把下面的行从含有“(5 points) Identify the pigeon”的那一行起一直到最后一行原样重抄一遍，首尾两行都要包括。
:: 可用数据
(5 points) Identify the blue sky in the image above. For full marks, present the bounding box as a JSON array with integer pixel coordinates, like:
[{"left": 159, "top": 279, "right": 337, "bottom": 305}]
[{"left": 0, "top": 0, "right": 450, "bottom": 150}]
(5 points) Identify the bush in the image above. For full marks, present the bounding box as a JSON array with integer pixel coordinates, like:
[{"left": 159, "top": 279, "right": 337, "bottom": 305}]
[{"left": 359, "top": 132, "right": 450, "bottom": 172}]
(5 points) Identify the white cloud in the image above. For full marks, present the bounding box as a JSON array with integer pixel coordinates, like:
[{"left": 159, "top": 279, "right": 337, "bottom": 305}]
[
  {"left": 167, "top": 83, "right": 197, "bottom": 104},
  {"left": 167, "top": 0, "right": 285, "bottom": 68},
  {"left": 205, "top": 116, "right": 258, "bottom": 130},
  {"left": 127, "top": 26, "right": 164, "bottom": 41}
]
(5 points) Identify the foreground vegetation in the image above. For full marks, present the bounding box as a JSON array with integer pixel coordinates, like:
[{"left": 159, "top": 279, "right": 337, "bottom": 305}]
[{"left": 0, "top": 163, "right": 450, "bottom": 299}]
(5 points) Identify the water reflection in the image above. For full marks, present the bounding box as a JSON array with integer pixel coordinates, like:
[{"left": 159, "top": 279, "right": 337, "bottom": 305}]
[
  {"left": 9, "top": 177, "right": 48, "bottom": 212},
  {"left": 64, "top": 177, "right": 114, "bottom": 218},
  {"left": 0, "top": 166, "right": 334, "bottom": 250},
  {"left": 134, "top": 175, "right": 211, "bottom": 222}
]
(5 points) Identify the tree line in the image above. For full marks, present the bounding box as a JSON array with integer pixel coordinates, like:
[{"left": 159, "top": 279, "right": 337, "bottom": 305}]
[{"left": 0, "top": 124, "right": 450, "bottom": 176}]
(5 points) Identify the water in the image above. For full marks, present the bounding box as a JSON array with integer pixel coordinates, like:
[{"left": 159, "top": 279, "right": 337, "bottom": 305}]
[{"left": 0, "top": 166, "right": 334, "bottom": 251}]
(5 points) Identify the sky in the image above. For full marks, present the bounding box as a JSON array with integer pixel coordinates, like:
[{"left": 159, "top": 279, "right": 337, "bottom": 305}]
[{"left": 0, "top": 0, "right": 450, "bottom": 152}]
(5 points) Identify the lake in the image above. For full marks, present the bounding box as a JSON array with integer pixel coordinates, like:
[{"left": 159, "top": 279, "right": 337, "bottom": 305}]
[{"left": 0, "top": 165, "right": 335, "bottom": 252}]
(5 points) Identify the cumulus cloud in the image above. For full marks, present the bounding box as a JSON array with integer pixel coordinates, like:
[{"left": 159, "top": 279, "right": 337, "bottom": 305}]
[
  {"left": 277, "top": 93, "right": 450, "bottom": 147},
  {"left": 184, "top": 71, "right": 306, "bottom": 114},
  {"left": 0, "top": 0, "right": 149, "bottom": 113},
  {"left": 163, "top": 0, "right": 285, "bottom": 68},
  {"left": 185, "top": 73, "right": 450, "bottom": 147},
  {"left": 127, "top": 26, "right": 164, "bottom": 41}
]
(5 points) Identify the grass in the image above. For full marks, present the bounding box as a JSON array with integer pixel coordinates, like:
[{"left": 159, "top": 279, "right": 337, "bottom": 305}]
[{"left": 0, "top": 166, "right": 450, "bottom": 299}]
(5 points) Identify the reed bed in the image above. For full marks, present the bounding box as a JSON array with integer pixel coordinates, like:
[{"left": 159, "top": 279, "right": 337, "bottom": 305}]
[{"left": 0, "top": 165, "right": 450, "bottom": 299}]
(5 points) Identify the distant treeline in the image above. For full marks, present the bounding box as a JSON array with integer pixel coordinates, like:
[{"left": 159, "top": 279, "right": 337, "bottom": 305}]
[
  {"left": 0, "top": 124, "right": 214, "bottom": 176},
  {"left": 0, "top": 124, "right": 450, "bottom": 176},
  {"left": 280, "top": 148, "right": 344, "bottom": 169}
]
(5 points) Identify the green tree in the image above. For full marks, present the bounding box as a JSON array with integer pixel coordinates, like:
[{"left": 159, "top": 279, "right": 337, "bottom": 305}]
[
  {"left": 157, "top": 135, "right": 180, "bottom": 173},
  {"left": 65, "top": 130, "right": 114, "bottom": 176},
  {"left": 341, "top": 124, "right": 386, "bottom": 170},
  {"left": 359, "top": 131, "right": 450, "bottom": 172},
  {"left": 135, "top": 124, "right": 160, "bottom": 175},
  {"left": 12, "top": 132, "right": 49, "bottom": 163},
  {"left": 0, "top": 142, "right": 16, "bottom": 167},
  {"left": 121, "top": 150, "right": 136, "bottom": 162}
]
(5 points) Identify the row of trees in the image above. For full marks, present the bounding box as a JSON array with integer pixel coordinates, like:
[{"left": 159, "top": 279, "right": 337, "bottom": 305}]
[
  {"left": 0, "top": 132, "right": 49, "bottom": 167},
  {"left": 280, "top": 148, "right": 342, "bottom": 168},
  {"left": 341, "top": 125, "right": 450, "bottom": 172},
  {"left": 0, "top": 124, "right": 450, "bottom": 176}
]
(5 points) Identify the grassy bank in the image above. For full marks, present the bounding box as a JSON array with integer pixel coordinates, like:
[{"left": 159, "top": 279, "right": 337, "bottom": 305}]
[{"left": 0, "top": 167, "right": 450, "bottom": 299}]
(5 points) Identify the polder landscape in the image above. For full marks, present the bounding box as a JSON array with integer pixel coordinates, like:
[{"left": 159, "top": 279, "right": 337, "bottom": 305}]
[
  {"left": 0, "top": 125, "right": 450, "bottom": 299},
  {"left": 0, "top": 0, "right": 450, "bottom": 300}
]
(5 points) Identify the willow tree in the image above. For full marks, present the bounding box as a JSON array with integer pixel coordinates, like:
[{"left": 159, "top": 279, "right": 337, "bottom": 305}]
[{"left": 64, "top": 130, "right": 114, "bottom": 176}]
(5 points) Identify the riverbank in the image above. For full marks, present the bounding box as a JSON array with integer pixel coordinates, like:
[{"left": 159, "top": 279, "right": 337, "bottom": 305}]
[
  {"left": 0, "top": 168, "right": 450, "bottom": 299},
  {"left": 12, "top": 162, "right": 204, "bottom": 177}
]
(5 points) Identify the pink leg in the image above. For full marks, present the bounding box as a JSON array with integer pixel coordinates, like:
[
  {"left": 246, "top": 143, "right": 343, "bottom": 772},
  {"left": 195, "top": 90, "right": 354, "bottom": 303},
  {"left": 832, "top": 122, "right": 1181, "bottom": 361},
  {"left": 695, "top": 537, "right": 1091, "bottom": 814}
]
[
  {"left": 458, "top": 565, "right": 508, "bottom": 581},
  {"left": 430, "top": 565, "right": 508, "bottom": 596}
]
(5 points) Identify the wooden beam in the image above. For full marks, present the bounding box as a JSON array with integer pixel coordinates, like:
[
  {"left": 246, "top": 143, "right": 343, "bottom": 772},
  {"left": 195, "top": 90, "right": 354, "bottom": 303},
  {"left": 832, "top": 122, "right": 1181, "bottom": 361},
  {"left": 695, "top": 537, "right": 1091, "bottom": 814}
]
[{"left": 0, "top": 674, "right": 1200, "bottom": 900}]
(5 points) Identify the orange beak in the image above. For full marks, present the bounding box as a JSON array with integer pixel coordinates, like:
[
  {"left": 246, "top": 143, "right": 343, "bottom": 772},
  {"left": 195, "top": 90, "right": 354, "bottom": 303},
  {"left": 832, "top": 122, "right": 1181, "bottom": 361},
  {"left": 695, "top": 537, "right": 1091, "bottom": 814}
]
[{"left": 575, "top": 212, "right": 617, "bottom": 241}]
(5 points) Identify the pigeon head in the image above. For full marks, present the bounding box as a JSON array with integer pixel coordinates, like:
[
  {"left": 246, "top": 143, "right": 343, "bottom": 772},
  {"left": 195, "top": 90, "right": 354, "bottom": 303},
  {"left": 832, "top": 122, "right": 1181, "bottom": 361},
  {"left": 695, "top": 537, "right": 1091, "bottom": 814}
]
::::
● **解答**
(5 points) Identify the pigeon head in the image above. For full marks, present the bounding box as a JSON array with integer pixel coordinates, like:
[
  {"left": 246, "top": 143, "right": 343, "bottom": 772},
  {"left": 195, "top": 90, "right": 354, "bottom": 303},
  {"left": 832, "top": 122, "right": 1181, "bottom": 361},
  {"left": 695, "top": 537, "right": 1091, "bottom": 814}
]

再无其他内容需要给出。